From the listing below, extract each line containing the string "cloud".

------

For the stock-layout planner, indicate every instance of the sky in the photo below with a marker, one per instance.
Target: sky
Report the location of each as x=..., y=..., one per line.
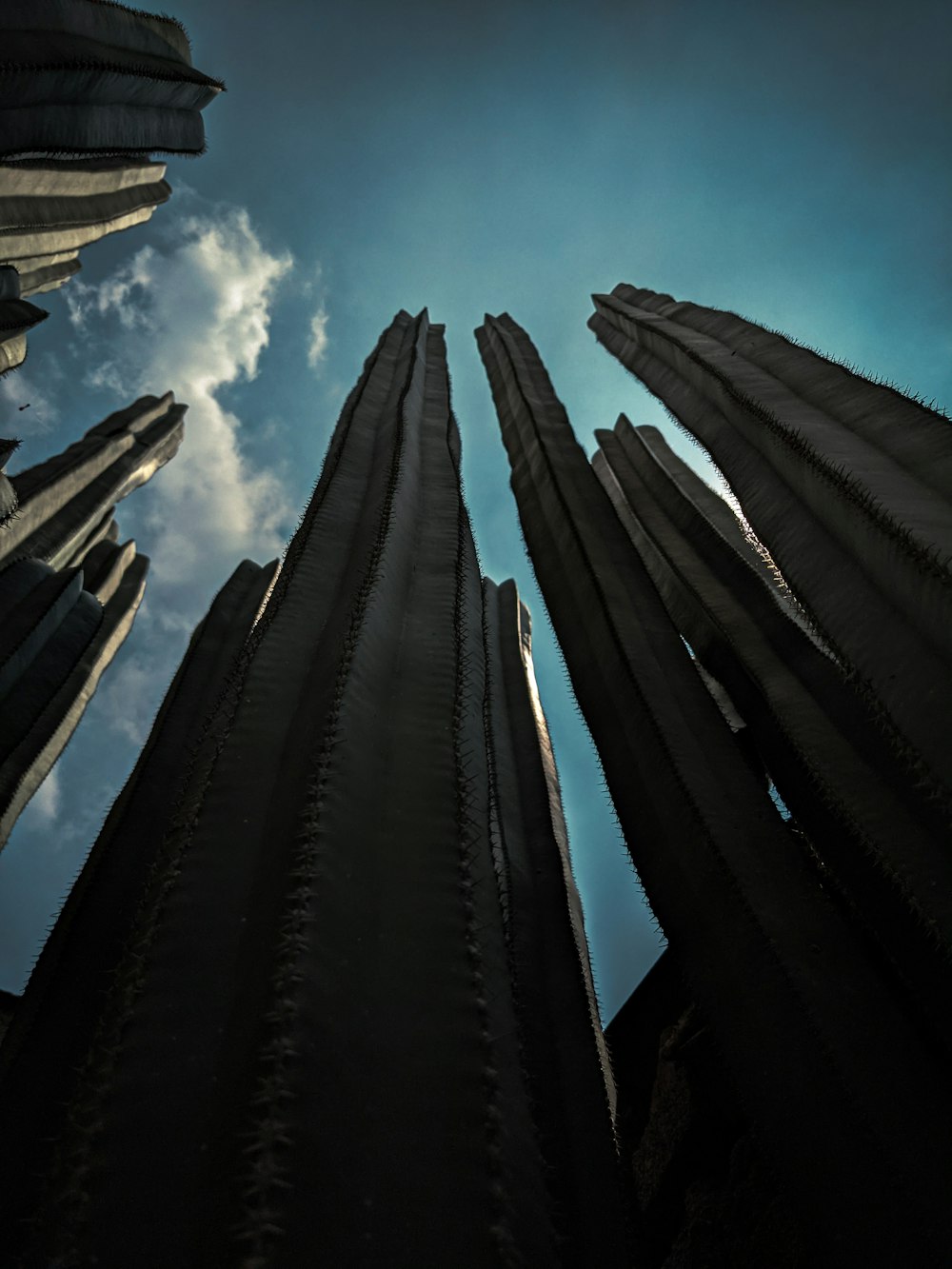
x=788, y=163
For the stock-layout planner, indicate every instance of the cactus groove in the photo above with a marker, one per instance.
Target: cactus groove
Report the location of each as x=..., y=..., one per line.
x=352, y=1071
x=818, y=1042
x=844, y=481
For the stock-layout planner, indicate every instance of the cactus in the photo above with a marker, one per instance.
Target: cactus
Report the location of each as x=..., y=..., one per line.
x=8, y=494
x=75, y=967
x=871, y=826
x=305, y=999
x=56, y=640
x=98, y=77
x=807, y=1024
x=562, y=1035
x=17, y=317
x=67, y=503
x=49, y=212
x=844, y=481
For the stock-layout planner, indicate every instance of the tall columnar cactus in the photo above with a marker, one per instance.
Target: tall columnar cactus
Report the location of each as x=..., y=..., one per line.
x=887, y=846
x=17, y=317
x=97, y=77
x=821, y=1050
x=847, y=483
x=563, y=1043
x=50, y=210
x=59, y=631
x=56, y=1021
x=8, y=494
x=67, y=503
x=311, y=1046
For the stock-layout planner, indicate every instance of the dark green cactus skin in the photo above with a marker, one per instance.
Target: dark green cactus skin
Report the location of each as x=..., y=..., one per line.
x=819, y=1048
x=17, y=317
x=887, y=846
x=98, y=79
x=57, y=636
x=67, y=503
x=8, y=494
x=562, y=1035
x=37, y=225
x=311, y=1017
x=844, y=481
x=56, y=1021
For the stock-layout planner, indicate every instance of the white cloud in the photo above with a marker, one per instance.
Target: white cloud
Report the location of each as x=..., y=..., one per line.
x=318, y=347
x=190, y=313
x=194, y=317
x=45, y=804
x=18, y=388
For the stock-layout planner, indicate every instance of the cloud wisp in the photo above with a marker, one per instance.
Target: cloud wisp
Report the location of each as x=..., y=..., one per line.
x=194, y=317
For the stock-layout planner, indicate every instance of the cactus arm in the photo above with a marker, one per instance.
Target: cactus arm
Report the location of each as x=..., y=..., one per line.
x=560, y=1028
x=68, y=502
x=346, y=770
x=861, y=548
x=818, y=742
x=94, y=77
x=914, y=437
x=26, y=768
x=56, y=1021
x=722, y=872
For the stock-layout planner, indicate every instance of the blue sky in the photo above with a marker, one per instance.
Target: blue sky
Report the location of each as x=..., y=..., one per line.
x=790, y=163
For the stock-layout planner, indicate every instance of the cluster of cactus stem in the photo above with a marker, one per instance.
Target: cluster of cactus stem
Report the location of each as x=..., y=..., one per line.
x=69, y=590
x=327, y=956
x=98, y=77
x=817, y=949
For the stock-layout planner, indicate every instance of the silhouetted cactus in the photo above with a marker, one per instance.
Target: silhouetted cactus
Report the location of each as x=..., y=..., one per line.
x=17, y=317
x=310, y=1012
x=56, y=1021
x=886, y=846
x=844, y=481
x=98, y=77
x=67, y=503
x=8, y=494
x=819, y=1048
x=57, y=635
x=562, y=1035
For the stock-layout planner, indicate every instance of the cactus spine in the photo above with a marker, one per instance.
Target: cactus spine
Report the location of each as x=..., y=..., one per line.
x=810, y=1031
x=350, y=1071
x=844, y=481
x=93, y=77
x=832, y=766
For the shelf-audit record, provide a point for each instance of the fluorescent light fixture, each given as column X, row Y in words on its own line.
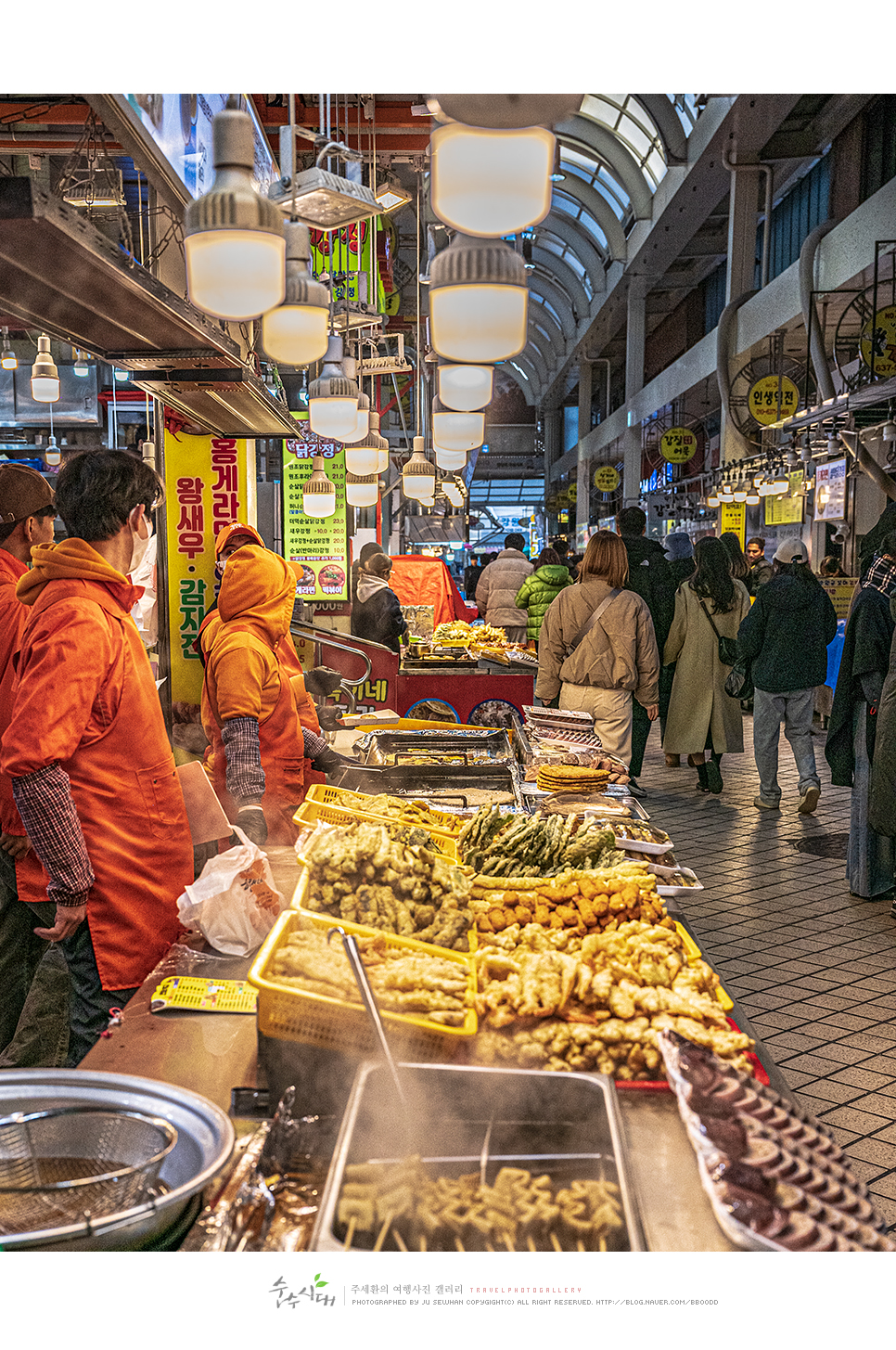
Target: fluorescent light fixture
column 478, row 302
column 234, row 238
column 296, row 332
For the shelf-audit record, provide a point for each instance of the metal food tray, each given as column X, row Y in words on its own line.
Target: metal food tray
column 421, row 780
column 377, row 747
column 474, row 1119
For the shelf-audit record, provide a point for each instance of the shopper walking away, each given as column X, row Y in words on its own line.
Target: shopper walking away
column 739, row 562
column 760, row 569
column 598, row 647
column 702, row 717
column 853, row 723
column 92, row 770
column 30, row 971
column 497, row 589
column 786, row 636
column 540, row 589
column 377, row 611
column 649, row 577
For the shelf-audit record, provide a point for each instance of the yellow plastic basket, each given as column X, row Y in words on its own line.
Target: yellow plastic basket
column 293, row 1014
column 338, row 806
column 697, row 955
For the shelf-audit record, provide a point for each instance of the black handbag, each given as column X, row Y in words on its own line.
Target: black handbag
column 727, row 646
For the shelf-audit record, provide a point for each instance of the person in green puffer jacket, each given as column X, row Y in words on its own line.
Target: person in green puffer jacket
column 540, row 587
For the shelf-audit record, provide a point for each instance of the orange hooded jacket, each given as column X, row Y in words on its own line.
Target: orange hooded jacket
column 85, row 698
column 246, row 676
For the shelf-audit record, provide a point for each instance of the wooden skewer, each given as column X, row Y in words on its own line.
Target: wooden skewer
column 380, row 1236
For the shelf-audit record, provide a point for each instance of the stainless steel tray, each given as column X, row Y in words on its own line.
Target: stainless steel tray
column 566, row 1125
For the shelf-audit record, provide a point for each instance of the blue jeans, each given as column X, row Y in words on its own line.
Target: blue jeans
column 89, row 1003
column 795, row 709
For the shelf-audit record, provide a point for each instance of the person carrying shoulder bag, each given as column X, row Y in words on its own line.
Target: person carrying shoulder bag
column 598, row 649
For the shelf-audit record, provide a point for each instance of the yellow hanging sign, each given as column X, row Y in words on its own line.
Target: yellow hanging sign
column 606, row 478
column 678, row 444
column 771, row 398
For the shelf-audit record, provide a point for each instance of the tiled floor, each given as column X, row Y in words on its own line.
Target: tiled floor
column 813, row 967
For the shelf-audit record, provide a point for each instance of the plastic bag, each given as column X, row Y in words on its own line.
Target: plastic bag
column 234, row 902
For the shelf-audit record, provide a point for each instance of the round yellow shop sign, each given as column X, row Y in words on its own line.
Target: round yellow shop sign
column 606, row 478
column 678, row 444
column 771, row 398
column 881, row 335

------

▶ Exercise response:
For the stock-layout planner, indicate every instance of the white cloud in the photo above with a marker, one per instance.
Target: white cloud
For the stock-layout planner, indicate every instance of the cloud wisp in the photo above with a marker, one per instance.
Target: cloud wisp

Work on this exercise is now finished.